- Exercise objective: Transcribe every line of the listing below without any deviation.

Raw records
· · · · · · ·

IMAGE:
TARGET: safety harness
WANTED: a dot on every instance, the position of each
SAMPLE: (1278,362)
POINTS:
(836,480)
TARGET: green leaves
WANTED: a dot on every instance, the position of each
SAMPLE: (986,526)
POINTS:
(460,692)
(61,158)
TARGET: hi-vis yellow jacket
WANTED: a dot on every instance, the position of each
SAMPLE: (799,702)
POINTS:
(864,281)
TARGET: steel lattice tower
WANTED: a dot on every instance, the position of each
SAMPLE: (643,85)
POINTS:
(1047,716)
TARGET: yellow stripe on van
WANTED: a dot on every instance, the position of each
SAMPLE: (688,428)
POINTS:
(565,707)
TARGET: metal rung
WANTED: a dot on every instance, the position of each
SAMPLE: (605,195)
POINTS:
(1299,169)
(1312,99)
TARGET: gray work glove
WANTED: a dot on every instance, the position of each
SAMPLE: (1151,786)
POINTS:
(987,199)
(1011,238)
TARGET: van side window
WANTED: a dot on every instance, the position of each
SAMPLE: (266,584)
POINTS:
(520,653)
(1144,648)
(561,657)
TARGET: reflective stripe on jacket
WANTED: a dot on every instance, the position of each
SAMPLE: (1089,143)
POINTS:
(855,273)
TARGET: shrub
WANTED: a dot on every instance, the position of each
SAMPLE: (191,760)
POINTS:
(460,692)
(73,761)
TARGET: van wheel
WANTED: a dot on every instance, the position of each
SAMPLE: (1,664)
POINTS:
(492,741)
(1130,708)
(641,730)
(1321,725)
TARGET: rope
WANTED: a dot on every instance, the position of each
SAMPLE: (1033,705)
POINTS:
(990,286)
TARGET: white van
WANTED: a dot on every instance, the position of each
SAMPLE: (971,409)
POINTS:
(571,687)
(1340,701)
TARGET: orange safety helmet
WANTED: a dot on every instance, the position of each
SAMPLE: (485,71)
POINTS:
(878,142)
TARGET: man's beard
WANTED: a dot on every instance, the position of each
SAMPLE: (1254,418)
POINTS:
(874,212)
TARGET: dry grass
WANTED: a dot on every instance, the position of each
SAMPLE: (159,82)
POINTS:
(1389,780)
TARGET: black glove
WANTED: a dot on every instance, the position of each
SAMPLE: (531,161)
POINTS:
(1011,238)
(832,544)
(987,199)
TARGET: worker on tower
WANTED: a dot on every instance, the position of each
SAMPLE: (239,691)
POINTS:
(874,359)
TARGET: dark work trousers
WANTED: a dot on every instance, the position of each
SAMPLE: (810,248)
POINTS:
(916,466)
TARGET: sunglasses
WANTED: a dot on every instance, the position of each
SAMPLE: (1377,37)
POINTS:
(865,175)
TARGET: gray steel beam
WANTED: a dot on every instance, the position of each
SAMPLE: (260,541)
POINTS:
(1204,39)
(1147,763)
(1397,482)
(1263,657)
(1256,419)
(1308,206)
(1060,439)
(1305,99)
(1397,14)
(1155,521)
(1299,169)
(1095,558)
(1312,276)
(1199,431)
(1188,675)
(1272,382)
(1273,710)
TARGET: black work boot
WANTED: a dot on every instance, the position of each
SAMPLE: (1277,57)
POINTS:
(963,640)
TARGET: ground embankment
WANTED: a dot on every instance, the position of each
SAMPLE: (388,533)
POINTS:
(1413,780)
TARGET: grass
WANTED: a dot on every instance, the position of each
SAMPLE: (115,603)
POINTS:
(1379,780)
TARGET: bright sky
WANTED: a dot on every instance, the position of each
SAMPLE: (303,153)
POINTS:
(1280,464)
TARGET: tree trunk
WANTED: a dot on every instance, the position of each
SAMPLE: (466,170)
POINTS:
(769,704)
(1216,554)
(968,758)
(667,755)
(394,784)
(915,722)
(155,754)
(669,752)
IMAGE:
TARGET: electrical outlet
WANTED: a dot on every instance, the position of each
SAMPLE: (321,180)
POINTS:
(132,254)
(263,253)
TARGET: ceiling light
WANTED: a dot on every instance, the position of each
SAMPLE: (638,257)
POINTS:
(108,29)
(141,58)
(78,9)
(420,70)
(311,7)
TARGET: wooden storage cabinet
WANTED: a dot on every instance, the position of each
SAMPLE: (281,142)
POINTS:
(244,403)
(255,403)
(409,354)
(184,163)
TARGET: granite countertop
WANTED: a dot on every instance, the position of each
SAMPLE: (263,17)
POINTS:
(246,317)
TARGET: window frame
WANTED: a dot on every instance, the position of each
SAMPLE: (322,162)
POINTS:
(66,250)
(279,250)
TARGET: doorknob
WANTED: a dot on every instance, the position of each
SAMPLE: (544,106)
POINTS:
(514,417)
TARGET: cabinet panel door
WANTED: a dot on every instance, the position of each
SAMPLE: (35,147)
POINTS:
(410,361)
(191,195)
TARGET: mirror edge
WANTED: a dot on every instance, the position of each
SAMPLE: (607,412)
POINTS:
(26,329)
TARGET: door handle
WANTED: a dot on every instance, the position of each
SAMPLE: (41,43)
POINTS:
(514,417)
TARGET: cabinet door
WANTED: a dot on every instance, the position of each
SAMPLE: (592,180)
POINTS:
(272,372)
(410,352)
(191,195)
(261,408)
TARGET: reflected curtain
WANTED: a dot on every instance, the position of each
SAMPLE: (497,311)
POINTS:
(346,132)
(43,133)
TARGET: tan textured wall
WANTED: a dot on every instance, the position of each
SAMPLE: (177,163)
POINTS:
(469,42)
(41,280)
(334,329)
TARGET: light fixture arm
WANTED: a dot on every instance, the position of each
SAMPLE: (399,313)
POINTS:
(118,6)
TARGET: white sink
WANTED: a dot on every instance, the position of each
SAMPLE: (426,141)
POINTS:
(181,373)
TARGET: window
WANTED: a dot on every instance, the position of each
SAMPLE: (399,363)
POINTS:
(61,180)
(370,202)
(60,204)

· · · · · · ·

- Exercise response:
IMAGE:
TARGET: safety harness
WANTED: a dot on every instance, the position of each
SAMPLE: (1278,362)
POINTS:
(836,480)
TARGET: green leaves
WANTED: a dot on every instance, the position of each
SAMPLE: (986,526)
POINTS:
(460,692)
(61,158)
TARGET: hi-vis yellow jacket
WANTED: a dot on every instance, the position of each
SAMPLE: (799,702)
POINTS:
(864,281)
TARGET: steel lattice tower
WANTED: a dot on every instance, the position of each
SAMPLE: (643,85)
POINTS:
(1047,716)
TARGET: yellow stripe on van
WANTED: a dot on every instance, the position of each
SAMPLE: (688,428)
POINTS:
(565,707)
TARGET: metal rung
WANTED: a dot on every instance, the position of each
SAMPLE: (605,195)
POINTS:
(1299,169)
(1312,99)
TARGET: gray work glove
WANTED: a dot on every instance, the position of each
SAMPLE: (1151,786)
POINTS:
(987,199)
(1011,238)
TARGET: van side window
WANTED: a dot on every instance, the position of each
SAMPLE: (266,584)
POINTS:
(520,653)
(1144,648)
(561,657)
TARGET: reflective stripe on jacket
WANTED: a dot on every instance, the position of each
SAMPLE: (1089,143)
POINTS:
(855,273)
TARGET: shrub
WANTED: a dot on every instance, the position of each
SAMPLE: (191,760)
POINTS:
(460,692)
(73,761)
TARGET: van wheel
WANTED: a dot on every instance, the position of each
SAMPLE: (1,664)
POINTS:
(492,741)
(1130,708)
(641,730)
(1321,725)
TARGET: rope
WANTED: a dot on every instance, the position of each
SAMPLE: (1033,705)
POINTS:
(990,286)
TARGET: white van
WANTED: a dot on every instance, the position of each
SAMPLE: (971,409)
POINTS:
(571,687)
(1340,701)
TARGET: orange safety helmet
WANTED: a dot on every instance, the position of each
SAMPLE: (485,71)
POINTS:
(878,142)
TARGET: man's beard
WANTED: a dot on every instance, the position of each
SAMPLE: (1254,418)
POINTS:
(874,212)
TARGET: dry grass
WANTED: a dot on every instance, the position of each
SAMPLE: (159,82)
POINTS:
(1389,780)
TARGET: black glove
WANTED: a dot on every instance, the position of each
SAMPLE: (531,161)
POINTS:
(1011,238)
(832,544)
(987,199)
TARGET: worker on tower
WANTED: a dot on every instance, the position of each
SAMPLE: (239,691)
POINTS:
(874,359)
TARGET: dark work trousers
WANTED: a dot on every instance, the position of each
SAMPLE: (810,248)
POINTS:
(916,466)
TARGET: sunglasses
WANTED: a dot on every instance, the position of each
SAMPLE: (1377,37)
POINTS:
(865,175)
TARGET: gray steel beam
WANTED: a dot on every instance, the position of each
SAMPLE: (260,541)
POINTS:
(1204,39)
(1147,763)
(1397,482)
(1263,657)
(1256,419)
(1308,206)
(1060,439)
(1305,99)
(1397,14)
(1155,521)
(1299,169)
(1095,558)
(1312,276)
(1199,431)
(1188,675)
(1272,382)
(1273,710)
TARGET: black work boot
WANTED: a dot on every instance, the position of each
SAMPLE: (1277,57)
POINTS:
(963,640)
TARGET: ground embankment
WANTED: a dot on every instance, the position of each
SAMPLE: (388,533)
POINTS:
(1413,780)
TARGET: grass
WANTED: a dot on every instance, the position of each
SAMPLE: (115,603)
POINTS:
(1379,780)
TARGET: bright sky
WANTED: a dot on every instance, the position of each
SAMPLE: (303,153)
POINTS:
(1280,464)
TARGET: tree trunk
WANTED: a dot on every instance, the position of each
SAMPLE: (466,170)
POINTS:
(769,704)
(1216,554)
(968,758)
(667,755)
(394,784)
(915,722)
(155,754)
(669,752)
IMAGE:
TARGET: electrical outlet
WANTED: a dot on every instance, the position of each
SAMPLE: (321,180)
POINTS:
(132,254)
(263,253)
TARGET: ceiling light
WANTED: a dot on every instance, the position of each
SAMPLE: (638,257)
POINTS:
(108,29)
(141,58)
(78,9)
(420,70)
(311,7)
TARGET: wooden storage cabinet
WANTED: a dot on every instance, the position of each
SAMPLE: (281,142)
POINTS:
(244,403)
(255,403)
(409,354)
(184,163)
TARGET: granite countertop
WANTED: a dot on every instance, the position of each
SAMPLE: (263,17)
POINTS:
(246,317)
TARGET: window frame
WANTED: a dot on every instance, the position of each
SAMPLE: (322,162)
POINTS:
(66,250)
(279,250)
TARGET: doorknob
WANTED: a dot on every instance, the position of each
SAMPLE: (544,106)
POINTS:
(514,417)
TARGET: cabinet panel door
WANTED: a dot on every instance, the position of each
SAMPLE: (35,147)
POINTS:
(410,361)
(191,195)
TARGET: mirror edge
WANTED: a dot on every instance, the position of each
SAMPLE: (607,412)
POINTS:
(26,329)
TARGET: door handle
WANTED: a dot on every instance, the position of each
SAMPLE: (41,43)
POINTS:
(514,417)
TARGET: cabinet door
WANTED: a dot on every instance, the position of each
SAMPLE: (592,180)
POINTS:
(272,372)
(410,352)
(191,195)
(261,408)
TARGET: reflected curtain
WANTED: a dot on every instance, the position of each
SAMPLE: (497,311)
POINTS:
(346,132)
(43,133)
TARGET: tan textured wall
WANTED: a dot on every instance, the position of each
SAMPLE: (177,163)
POINTS:
(469,42)
(41,280)
(334,329)
TARGET: light fixture arm
WANTED: a dot on every instance, the position of each
SAMPLE: (399,313)
POINTS:
(118,6)
TARGET: white sink
WANTED: a dot on every instance, the position of each
SAMPLE: (426,141)
POINTS:
(181,373)
TARGET: window
WANTED: a dot on every instance, the position of each
SAMPLE: (399,363)
POINTS:
(61,180)
(370,202)
(60,204)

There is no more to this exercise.